Brief: Retype all of the data. Every line must match exactly.

[Location identification items]
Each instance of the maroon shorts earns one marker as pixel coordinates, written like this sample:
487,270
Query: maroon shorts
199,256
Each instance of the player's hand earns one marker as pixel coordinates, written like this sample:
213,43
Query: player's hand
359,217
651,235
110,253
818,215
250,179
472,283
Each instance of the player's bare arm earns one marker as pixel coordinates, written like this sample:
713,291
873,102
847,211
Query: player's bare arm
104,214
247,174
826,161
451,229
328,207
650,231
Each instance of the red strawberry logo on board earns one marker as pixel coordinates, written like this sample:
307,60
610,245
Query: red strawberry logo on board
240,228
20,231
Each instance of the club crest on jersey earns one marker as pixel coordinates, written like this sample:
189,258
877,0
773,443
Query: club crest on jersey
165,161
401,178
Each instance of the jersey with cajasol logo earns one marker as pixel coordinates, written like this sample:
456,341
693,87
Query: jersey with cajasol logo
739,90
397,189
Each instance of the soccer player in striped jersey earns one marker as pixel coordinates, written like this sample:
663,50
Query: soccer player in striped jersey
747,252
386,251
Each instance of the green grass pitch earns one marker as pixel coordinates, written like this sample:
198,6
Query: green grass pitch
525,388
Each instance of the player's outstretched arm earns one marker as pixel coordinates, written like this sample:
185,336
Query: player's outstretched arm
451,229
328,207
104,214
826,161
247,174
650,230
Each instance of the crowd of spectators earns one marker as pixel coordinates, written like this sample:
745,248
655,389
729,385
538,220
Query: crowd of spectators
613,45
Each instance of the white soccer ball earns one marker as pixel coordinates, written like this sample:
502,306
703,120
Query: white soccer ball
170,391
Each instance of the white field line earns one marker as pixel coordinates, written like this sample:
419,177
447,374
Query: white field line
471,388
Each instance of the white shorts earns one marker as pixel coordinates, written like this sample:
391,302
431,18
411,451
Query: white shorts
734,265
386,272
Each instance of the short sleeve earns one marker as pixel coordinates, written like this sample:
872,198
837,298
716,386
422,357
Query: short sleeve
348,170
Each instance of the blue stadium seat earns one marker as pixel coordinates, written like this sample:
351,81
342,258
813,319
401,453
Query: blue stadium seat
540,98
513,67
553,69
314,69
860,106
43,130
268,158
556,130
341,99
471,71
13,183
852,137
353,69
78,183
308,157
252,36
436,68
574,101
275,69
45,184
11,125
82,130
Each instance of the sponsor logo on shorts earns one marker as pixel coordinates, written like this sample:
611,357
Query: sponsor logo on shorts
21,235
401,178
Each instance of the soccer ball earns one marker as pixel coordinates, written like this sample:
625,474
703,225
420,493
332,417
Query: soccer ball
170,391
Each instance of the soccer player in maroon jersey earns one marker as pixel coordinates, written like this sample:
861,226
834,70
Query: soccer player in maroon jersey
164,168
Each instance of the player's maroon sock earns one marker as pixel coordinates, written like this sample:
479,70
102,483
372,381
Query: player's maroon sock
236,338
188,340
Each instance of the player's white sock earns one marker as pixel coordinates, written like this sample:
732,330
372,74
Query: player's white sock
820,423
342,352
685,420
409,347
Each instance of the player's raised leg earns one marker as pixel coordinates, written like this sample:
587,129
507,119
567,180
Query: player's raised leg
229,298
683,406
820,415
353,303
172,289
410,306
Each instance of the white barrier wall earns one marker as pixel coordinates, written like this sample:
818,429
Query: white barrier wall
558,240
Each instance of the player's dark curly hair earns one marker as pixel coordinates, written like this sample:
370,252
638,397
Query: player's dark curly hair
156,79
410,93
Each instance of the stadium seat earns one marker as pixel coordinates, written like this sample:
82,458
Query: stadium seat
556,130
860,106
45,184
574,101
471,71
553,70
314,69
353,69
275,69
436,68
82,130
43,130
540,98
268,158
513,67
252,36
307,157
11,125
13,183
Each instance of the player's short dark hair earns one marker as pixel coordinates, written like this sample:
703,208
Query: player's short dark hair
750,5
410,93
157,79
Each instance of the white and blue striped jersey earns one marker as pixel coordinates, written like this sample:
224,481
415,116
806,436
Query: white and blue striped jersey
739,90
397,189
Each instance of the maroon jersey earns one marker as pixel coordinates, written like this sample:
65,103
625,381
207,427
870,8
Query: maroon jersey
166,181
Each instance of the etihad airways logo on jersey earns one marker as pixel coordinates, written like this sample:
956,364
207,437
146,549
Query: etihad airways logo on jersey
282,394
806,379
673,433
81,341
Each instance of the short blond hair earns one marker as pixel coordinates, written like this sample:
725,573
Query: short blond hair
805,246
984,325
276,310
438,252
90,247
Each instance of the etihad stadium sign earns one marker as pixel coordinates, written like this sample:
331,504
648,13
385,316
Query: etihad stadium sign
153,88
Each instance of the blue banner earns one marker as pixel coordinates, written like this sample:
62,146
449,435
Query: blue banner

Answer to this exercise:
Each instance of the maroon shorts earns one marker as pixel coordinates, written like this sample:
487,270
Query: maroon shorts
199,256
Each instance of the player's hand earns one marker as pixel coordinates, written like this sample:
213,43
Query: player's hand
359,217
651,235
110,253
818,215
250,179
472,283
Each instance of the player's bare arm earns one marker as pixel coordinates, written like this sample:
713,291
873,102
847,211
Query: player's bare arm
104,214
247,174
826,161
451,229
328,207
650,231
Each instance of the red strawberry logo on board earns one marker as pixel coordinates, written like this sample:
307,60
610,245
Query: red strawberry logo on board
240,228
20,231
Each instance of the club crest on jersey earns one marker as pixel coordinates, written like this sample:
189,258
877,0
773,443
Query: club crest on jersey
165,161
401,178
Each instance of the jersey with cajasol logo earns one marker as pixel coordinates, written like this sample:
456,341
693,87
Query: jersey with cajasol logo
739,90
397,189
Each instance of the soccer player in striped jersey earns one marker as pixel coordinates, written like this sample:
663,50
Query: soccer player in striped jersey
747,252
386,251
Each instance of the green grass pitch earns one marker as pixel coordinates, written like this sample:
198,6
Query: green grass pitch
525,388
Each instance of the player's outstretched arm earns one marker as pixel coordinates, written like this sample:
185,336
Query: player's outstretched arm
451,229
328,207
104,214
826,161
247,174
650,230
Each instance of the crowd of spectators earns one marker as pixel coordinates, written like this sample:
745,248
655,389
729,385
538,220
Query: crowd of spectators
613,45
Each instance of the white soccer ball earns one marker as pixel coordinates, written like this sample:
502,306
703,120
Query: white soccer ball
170,391
Each instance of the white field line earns one marker as pixel coordinates, written like this sample:
419,177
447,374
Query: white field line
471,388
Each instance of the white shorts earns one marker as pixel coordinates, written like this sample:
391,302
431,18
411,451
Query: white shorts
734,265
386,272
Each instance of the short sleeve earns one marker as pixel coordinates, written like this sample:
872,198
837,298
716,386
422,357
Query: short sleeve
348,170
Each instance of the blue stadium seat earns one marker as pixel coordinates, written like this sample:
351,81
342,258
813,319
401,453
Query: blue stadium seat
540,98
513,67
553,69
314,69
860,106
43,130
268,158
556,130
341,99
471,71
13,183
852,137
353,69
78,183
308,157
252,36
436,68
574,101
275,69
45,184
11,125
82,130
Each instance of the sponsor logo on shorts earns one marker as pixel coordinates, written like this sample:
611,357
Query: sponsor logo on shorts
21,235
401,178
Each instance of the soccer ball earns one marker as pixel coordinates, written like this sample:
625,474
703,225
420,493
332,417
Query: soccer ball
170,391
Each instance of the soccer player in maroon jersey earns one marker as pixel coordinates, written like this sample:
861,226
834,70
Query: soccer player in maroon jersey
164,168
Each instance of the player's maroon sock earns one marker as pixel coordinates, written like this sample:
479,70
102,483
372,381
Query: player's maroon sock
236,338
188,340
Each instance of the player's white sock earns one marker as pixel coordinates, written like this sample:
732,330
372,74
Query: player's white sock
820,423
342,352
685,420
409,347
Each instance of the player's raised leg earns one marker as pixel coordinates, written like this sample:
587,129
507,119
567,180
Query: player's raised leg
229,298
683,406
820,415
353,303
172,289
410,306
Each instance of the white barrier wall earns one marker as pixel coordinates, written like this sample:
818,429
Query: white barrier wall
558,240
Each instance of the player's dark curly hair earns one marker as pixel coordinates, written like this sample:
370,252
638,397
Query: player's dark curly hair
156,79
410,93
Each instance of the stadium seat earns one marker as pixel coordinates, written like this sample:
82,458
Query: stadium seat
556,130
860,106
45,184
574,101
471,71
553,70
314,69
353,69
275,69
436,68
82,130
43,130
540,98
268,158
513,67
252,36
307,157
11,125
13,183
Each instance of the player's short dark hair earns one marker as pixel coordinates, written like this sample:
703,208
Query: player's short dark hair
750,5
410,93
157,79
Each instance of the white and blue striped jersey earns one marker as pixel coordinates, written like this sample:
224,481
415,116
806,436
Query: white and blue striped jersey
739,90
397,189
Each instance of the maroon jersey earns one marker as pixel coordinates, written like this sample:
65,103
625,381
207,427
870,8
Query: maroon jersey
166,181
Each instance of the etihad airways logo on jersey earns one marker as pixel coordinates, written like this sample:
956,364
207,437
146,549
Query: etihad airways logo on jersey
282,394
806,379
673,433
81,341
Each instance of the short blond hair earns one marker as pixel coordinates, written like this sample:
725,573
Query: short blond hair
805,246
984,325
276,310
438,252
90,247
Each instance of the etihad stadium sign earns one marker as pixel coordinates, written like this sample:
331,504
648,13
385,316
Query: etihad stadium sign
153,88
Each instance of the blue banner earns one marker as pixel coordinates, written like this sample:
62,146
449,435
Query: blue banner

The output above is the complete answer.